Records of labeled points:
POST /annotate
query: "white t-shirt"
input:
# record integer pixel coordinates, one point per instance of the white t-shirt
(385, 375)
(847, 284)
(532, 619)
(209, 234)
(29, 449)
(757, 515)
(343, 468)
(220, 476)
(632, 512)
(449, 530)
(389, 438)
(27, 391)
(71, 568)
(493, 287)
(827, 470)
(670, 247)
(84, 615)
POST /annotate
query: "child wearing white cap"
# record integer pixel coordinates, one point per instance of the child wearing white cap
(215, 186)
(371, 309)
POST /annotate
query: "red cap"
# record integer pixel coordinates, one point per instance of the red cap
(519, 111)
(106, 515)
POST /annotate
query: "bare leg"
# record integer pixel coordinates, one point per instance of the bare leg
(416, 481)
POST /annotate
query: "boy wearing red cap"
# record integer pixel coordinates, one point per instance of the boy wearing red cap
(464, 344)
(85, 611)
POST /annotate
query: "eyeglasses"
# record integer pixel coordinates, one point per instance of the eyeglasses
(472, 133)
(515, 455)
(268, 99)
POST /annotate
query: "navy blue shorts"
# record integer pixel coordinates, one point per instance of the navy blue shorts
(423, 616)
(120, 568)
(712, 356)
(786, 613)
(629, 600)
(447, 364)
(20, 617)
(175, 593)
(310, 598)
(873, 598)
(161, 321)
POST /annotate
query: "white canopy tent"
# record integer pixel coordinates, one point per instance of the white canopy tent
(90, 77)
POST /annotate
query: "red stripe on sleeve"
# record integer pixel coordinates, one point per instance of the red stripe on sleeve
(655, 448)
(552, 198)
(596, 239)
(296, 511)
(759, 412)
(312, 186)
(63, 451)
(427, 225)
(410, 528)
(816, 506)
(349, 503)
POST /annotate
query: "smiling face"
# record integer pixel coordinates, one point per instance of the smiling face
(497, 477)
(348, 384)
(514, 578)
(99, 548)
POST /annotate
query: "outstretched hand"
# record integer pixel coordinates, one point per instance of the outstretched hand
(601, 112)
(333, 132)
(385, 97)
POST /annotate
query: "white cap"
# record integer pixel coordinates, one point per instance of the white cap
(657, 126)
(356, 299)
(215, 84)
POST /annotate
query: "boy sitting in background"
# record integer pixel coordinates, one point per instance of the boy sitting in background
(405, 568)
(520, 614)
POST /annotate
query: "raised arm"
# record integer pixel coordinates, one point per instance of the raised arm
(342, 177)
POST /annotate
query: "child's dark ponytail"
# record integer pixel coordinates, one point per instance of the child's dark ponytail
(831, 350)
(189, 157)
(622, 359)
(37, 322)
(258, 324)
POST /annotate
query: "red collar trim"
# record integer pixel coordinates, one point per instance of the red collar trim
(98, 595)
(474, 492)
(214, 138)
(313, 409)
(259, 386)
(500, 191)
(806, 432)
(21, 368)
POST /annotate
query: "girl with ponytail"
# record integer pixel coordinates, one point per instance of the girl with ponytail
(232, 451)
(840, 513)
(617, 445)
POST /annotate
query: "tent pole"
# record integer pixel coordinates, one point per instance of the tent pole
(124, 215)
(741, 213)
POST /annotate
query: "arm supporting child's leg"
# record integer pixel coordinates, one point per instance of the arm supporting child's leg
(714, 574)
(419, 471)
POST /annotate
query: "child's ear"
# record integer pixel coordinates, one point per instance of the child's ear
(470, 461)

Aim of the exercise:
Identify every line above that contains the string "raised", matching case exactly, and copy each of those lines in full.

Task answer:
query: "raised arm"
# record integer pixel coordinates, one point per instance of the raised arm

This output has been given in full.